+++ Text

Garfinkel et al. [26, 42] described a performance improvement method for sector hashing for a rapid and largely automated analysis. They proposed random sampling of sectors instead of searching every sector on drives. Equation 1 shows the well-known “urn problem” that describes the probability of pulling red beans out of an urn that contains a mix of evenly distributed red and black beans. The probability p of not finding even a single red bean in n draws is as follows.

$$ p = 1 - \prod_{i=1}^{n} \frac{((N - (i - 1)) - T)}{(N - (i - 1))} $$

(1)

Here, N is the total number of beans, T is the number of red beans, and N−T is the number of black beans. In our context, an investigator searches T target sectors (red beans) obtained by splitting a target file out of an urn that contains N sectors (red and black beans) in n random samplings. Thus, p is the probability that at least one sector of T target sectors will be found in the n random samplings. For example, an investigator searches the sectors of a 100 MiB video file out of a set of 512-byte sectors that are obtained from many drives that contain 100 TiB of data in total. If the 5,000,000 sectors are randomly sampled, p≈0.9915 (N=214,748,364,800, T=204,800, and n=5,000,000). The result means that there is a greater than 99% chance that at least one sector of the 100 MiB video file will be found in the 5,000,000 random samplings.

++++++
+++ Dataset entries

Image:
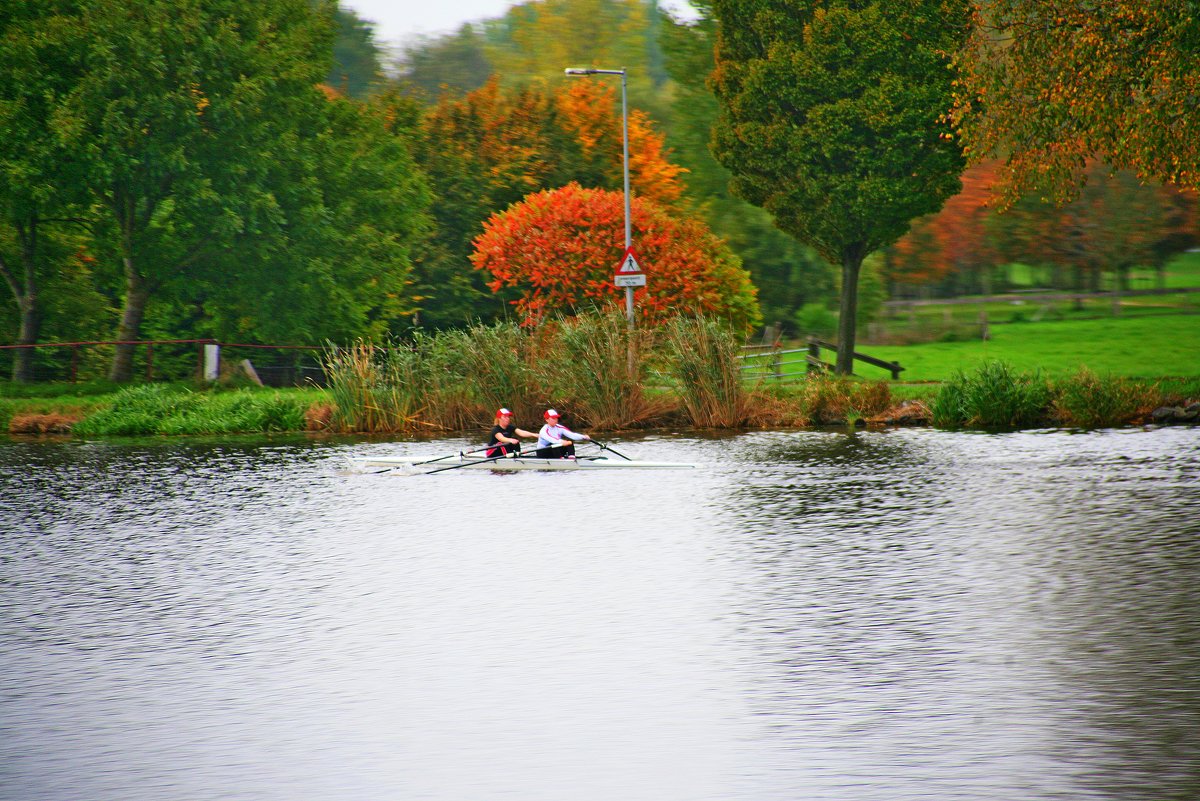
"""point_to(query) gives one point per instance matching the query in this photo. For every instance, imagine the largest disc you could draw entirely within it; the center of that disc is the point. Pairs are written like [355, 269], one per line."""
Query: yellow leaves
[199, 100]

++++++
+++ Dataset entries

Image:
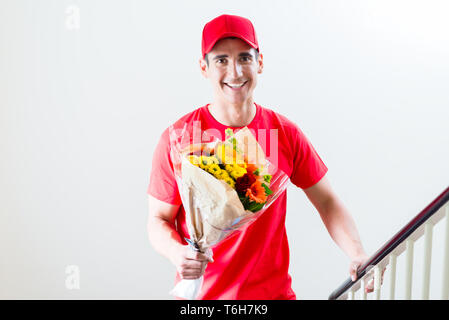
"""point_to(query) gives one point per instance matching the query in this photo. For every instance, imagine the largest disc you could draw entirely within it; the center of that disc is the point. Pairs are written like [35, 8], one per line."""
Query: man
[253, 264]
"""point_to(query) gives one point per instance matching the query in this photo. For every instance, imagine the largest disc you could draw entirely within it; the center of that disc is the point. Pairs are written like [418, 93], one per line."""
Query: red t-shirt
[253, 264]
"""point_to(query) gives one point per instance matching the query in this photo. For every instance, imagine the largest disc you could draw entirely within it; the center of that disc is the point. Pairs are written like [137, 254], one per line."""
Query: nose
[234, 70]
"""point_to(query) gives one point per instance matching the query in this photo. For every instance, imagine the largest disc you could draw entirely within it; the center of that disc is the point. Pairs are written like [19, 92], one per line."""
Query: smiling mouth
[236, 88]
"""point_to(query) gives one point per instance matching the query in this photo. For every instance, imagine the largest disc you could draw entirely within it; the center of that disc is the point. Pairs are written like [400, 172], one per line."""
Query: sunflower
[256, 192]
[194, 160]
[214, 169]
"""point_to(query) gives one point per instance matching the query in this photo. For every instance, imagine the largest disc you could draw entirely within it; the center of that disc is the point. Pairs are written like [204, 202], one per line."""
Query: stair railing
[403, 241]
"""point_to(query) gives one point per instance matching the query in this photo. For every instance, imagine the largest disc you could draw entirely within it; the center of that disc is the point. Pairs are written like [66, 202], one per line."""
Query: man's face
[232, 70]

++++++

Complete the following:
1. In the passage on sector sampling, what do the red beans stand for in the investigator's search?
2. Translate this sentence from the passage on sector sampling into Spanish: "They proposed random sampling of sectors instead of searching every sector on drives."
The data has no connection to the passage on sector sampling.

Answers given:
1. The T target sectors obtained by splitting a target file.

2. Propusieron el muestreo aleatorio de sectores en lugar de buscar en cada sector de las unidades.